### Passage given
○ ○ ○ ○
Converting Air Canada Tickets to Aeroplan: A Test Run

Under mounting criticism for refusing to provide refunds on cancelled flights, Air Canada recently announced that they will be rolling out a new flexible rebooking policy. 

Instead of receiving a non-transferrable travel credit with two-year validity, customers may now request a fully transferrable voucher with no expiry date (equivalent to an Air Canada gift card), or to convert the remaining value of their ticket into Aeroplan miles at 65% higher than the usual rate.

(In addition, customers who have booked refundable tickets may also request a full refund to the original method of payment – that hasn’t changed.) 

While Air Canada’s Ready for Takeoff page mentions these additional new goodwill options, it provides precious few details on how the conversion process into Aeroplan miles actually works in practice. I therefore decided to book a couple of refundable tickets for a test run. 

In This Post

Let’s Take It for a Spin

I booked two refundable fares with Air Canada and see what refund options I’d be offered when I choose to cancel: a Calgary–Vancouver flight for $257.38 and a New York–Montreal flight for $261.96.

As a general rule in North America, for the first 24 hours after your booking, you’re able to cancel for free and get a full refund back to your original method of payment:

Then, shortly after 24 hours had passed, clicking the “Cancel Flight” button led me to a new screen to choose between one of three options: a full refund, a flexible Air Canada Travel Voucher, and a conversion into Aeroplan miles.

I was especially curious how the number of Aeroplan miles would be calculated.

Recall that the standard rate at which Aeroplan sells miles is 3 cents per point (cpp) (CAD), and that when they first launched the Buy Miles feature, there was a bonus of at least 65% attached to the purchased miles.

With a 65% bonus, the effective rate at which you were buying Aeroplan miles was 1.8cpp (CAD), so that’s the rate that I would expect to be used for calculating the conversion from your Air Canada ticket under this goodwill policy.

Nevertheless, Air Canada’s website uses somewhat confusing language to describe the process:

Aeroplan Miles – Convert and transfer the remaining value of all tickets and associated services, minus any taxes, into Aeroplan Miles, and get an additional 65% bonus miles.

What exactly does “minus any taxes” mean? Does this refer to the taxes and fees associated with the booking (as opposed to the base fare)?

The answer is no: the full amount of your ticket – including the base fare, the government-imposed taxes and fees, the airport improvement fees, and any other miscellaneous fees bundled into the all-in price – are all included in the refunded amount.
○ ○ ○ ○
### Records from a dataset
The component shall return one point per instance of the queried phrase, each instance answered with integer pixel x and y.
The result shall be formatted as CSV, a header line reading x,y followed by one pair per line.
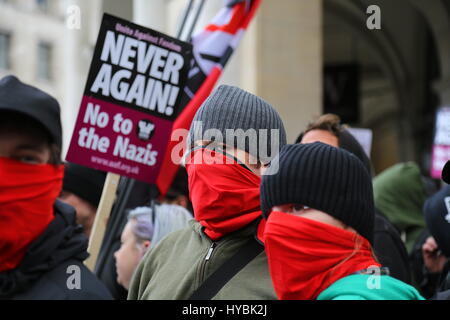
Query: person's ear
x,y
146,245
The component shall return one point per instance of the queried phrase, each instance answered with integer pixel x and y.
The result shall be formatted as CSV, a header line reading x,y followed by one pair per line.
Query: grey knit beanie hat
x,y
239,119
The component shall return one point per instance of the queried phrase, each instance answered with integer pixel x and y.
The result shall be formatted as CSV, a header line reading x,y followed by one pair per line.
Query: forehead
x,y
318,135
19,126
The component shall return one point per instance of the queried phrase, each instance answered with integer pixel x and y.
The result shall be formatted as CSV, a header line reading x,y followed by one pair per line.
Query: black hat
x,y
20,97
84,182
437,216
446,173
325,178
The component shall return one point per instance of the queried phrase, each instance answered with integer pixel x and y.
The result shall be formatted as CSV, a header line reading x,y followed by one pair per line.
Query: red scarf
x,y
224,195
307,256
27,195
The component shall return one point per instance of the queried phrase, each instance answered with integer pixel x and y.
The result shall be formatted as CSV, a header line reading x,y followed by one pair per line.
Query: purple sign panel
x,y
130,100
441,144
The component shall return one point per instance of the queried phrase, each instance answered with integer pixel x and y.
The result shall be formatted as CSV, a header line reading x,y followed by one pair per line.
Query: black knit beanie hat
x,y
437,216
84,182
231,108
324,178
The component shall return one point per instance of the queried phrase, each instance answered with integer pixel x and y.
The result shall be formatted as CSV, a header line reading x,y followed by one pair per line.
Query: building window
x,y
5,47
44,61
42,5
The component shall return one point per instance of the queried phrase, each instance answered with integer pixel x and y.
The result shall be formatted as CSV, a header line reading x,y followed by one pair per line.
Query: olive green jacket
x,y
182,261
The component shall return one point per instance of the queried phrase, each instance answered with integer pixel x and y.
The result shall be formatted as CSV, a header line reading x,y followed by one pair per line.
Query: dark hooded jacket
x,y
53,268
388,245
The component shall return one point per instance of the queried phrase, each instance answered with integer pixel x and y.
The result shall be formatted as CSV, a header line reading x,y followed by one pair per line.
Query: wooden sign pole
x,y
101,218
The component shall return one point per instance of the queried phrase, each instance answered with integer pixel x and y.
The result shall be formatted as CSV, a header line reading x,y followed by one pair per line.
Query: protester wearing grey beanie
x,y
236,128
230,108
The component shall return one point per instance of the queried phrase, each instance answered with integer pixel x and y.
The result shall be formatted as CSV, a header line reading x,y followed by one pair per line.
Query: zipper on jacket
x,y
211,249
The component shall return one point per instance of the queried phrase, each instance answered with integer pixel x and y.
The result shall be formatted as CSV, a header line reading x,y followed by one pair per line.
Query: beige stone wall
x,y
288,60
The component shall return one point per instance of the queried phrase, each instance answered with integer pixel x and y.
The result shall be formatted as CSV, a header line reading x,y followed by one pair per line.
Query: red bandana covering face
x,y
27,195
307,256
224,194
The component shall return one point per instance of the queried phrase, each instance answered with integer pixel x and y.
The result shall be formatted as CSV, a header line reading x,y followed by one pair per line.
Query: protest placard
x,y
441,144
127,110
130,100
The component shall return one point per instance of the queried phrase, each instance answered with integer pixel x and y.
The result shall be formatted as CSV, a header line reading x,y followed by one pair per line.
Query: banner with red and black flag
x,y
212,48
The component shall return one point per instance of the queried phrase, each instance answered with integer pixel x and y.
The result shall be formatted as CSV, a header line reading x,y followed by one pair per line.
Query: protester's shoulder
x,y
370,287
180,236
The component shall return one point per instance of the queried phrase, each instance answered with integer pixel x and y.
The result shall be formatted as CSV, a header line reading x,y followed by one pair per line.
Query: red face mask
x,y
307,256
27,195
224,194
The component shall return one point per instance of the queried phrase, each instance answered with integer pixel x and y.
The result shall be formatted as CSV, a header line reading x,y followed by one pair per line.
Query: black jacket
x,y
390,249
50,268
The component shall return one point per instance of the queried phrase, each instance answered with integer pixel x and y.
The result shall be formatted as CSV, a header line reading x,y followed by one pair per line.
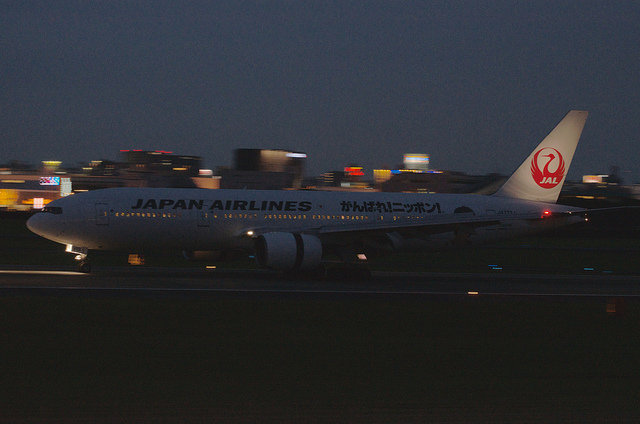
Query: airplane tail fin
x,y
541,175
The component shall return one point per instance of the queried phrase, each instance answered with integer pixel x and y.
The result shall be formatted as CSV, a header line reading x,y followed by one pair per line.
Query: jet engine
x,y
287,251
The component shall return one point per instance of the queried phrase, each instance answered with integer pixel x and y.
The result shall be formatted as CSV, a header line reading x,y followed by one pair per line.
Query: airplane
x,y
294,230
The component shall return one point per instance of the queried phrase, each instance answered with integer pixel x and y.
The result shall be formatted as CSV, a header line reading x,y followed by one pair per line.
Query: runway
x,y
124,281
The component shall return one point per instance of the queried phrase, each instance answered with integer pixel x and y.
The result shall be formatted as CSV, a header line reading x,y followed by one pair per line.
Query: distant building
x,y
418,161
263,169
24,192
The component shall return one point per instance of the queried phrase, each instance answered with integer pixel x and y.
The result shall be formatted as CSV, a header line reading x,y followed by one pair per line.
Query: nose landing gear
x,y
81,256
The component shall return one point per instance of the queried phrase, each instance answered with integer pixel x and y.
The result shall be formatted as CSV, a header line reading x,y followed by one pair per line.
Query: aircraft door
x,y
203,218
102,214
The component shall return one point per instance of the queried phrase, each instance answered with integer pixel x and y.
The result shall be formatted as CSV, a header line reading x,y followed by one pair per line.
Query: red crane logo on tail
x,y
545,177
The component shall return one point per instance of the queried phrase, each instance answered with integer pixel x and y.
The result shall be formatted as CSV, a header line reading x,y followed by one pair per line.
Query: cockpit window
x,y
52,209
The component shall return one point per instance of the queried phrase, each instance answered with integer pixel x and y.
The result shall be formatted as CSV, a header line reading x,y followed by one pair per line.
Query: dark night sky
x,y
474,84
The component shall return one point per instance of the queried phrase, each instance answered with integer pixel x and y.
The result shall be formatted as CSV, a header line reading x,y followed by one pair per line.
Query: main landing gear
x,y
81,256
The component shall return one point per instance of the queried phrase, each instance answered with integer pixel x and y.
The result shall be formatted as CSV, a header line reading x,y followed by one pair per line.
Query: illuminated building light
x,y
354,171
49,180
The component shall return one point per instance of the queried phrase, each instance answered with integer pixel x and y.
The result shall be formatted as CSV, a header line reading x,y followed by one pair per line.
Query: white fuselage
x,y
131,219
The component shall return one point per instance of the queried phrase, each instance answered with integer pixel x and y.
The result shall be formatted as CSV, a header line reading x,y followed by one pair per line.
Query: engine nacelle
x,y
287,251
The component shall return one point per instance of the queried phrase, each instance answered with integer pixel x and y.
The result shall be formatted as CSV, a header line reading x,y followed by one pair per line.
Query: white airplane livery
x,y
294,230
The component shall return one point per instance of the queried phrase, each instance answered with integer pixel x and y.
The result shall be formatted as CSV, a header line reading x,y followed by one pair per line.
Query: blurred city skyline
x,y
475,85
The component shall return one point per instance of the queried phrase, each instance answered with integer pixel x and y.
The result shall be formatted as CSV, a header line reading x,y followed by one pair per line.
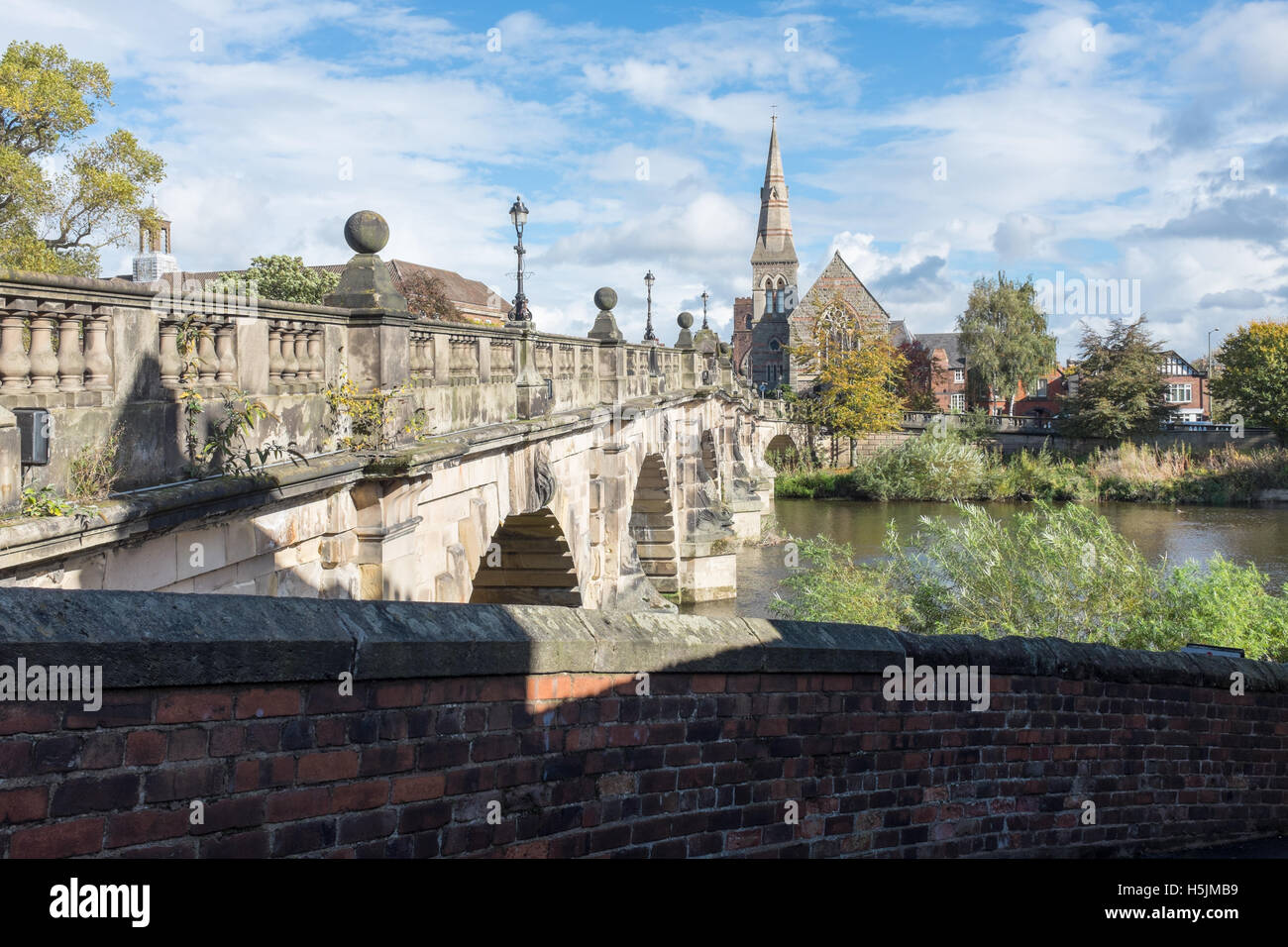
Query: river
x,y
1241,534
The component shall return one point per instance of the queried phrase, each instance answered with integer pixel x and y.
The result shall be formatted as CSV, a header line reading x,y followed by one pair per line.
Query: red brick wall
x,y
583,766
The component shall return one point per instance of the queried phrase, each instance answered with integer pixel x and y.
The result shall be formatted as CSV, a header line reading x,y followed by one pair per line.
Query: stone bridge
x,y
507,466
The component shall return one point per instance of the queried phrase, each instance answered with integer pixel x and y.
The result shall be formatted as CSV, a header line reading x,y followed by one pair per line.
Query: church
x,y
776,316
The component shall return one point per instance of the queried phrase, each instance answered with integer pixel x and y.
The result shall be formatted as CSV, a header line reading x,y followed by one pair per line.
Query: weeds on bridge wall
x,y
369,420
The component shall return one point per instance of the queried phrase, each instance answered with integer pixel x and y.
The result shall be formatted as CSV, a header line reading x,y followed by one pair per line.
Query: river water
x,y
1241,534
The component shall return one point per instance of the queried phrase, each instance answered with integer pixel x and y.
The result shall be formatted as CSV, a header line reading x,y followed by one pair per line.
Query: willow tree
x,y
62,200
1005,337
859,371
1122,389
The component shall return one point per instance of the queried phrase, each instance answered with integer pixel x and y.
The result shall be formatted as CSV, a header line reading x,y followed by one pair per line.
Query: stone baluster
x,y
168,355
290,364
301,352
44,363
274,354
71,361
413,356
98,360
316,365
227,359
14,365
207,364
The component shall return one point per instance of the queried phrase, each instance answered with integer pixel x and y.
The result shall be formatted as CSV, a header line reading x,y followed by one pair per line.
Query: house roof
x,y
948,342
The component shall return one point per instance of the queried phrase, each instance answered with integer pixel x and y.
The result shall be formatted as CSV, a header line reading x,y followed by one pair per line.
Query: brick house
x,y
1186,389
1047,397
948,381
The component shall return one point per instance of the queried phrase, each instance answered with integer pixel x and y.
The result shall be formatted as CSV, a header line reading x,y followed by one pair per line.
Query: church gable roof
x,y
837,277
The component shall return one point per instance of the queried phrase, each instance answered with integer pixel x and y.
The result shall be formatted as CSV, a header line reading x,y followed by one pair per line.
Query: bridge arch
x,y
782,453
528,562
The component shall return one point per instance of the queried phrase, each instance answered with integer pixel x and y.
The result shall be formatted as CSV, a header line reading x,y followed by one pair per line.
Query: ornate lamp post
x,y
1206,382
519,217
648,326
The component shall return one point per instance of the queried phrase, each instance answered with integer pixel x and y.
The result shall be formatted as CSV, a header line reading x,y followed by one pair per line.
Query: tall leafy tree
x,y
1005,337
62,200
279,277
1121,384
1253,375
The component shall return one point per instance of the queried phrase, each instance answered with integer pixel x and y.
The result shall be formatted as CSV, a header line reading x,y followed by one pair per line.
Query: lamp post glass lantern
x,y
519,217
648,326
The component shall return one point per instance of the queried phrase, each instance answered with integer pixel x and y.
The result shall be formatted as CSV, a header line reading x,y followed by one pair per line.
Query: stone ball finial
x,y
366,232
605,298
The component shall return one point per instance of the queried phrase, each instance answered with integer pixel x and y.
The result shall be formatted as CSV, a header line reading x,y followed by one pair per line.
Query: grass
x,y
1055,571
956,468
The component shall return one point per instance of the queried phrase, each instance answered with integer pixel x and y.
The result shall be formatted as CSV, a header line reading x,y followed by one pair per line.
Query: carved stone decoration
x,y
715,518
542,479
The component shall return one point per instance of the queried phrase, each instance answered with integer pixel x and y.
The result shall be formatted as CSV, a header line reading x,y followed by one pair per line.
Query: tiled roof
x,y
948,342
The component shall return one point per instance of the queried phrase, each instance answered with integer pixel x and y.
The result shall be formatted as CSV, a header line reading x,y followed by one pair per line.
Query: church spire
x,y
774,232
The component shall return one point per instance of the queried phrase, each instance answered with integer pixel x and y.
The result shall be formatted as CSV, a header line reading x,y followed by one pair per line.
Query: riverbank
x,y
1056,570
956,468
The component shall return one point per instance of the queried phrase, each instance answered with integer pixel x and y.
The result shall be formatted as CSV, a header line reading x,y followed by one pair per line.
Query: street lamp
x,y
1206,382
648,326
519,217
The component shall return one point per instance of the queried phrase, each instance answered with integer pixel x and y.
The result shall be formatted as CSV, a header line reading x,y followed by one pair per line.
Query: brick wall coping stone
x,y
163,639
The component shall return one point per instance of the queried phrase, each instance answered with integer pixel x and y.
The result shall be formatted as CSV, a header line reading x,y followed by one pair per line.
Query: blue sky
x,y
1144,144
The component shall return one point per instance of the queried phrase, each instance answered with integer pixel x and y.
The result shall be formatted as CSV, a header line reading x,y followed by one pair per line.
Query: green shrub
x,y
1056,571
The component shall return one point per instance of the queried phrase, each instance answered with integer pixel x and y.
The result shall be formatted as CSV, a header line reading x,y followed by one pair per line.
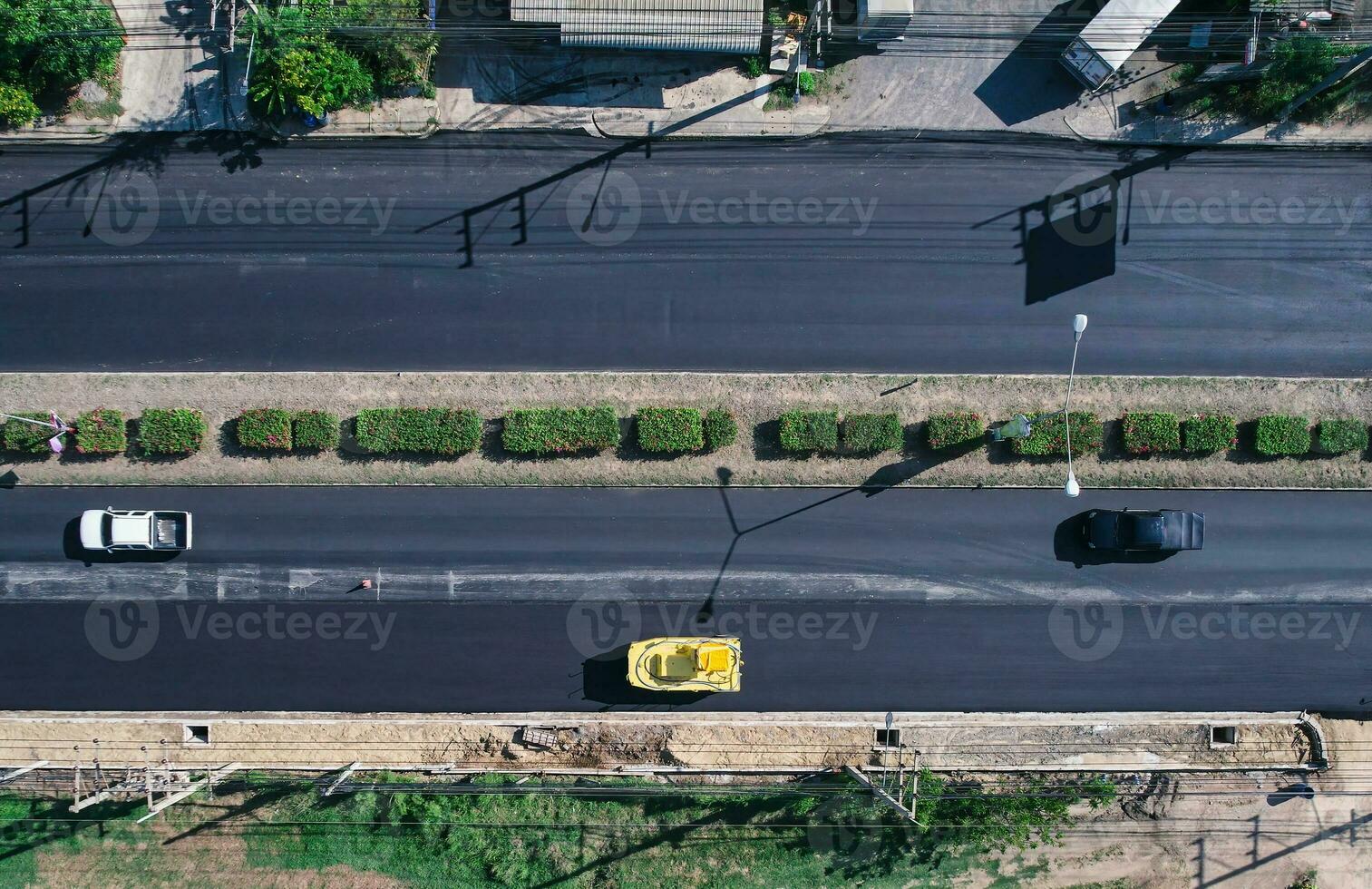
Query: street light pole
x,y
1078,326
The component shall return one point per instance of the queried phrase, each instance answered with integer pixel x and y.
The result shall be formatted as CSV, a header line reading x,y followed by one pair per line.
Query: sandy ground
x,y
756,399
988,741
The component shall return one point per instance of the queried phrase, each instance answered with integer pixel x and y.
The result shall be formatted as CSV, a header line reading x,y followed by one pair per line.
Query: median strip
○ ○ ○ ○
### Objectives
a. In the post on converting Air Canada tickets, what is the standard rate at which Aeroplan sells miles?
b. In the post on converting Air Canada tickets, take the part that opens with the words "Then, shortly after" and closes with "this goodwill policy.", and write it out again with "Aeroplan miles" swapped for "Aeroplan points".

### Replies
a. 3 cents per point (CAD)

b.
Then, shortly after 24 hours had passed, clicking the “Cancel Flight” button led me to a new screen to choose between one of three options: a full refund, a flexible Air Canada Travel Voucher, and a conversion into Aeroplan points.

I was especially curious how the number of Aeroplan points would be calculated.

Recall that the standard rate at which Aeroplan sells miles is 3 cents per point (cpp) (CAD), and that when they first launched the Buy Miles feature, there was a bonus of at least 65% attached to the purchased miles.

With a 65% bonus, the effective rate at which you were buying Aeroplan points was 1.8cpp (CAD), so that’s the rate that I would expect to be used for calculating the conversion from your Air Canada ticket under this goodwill policy.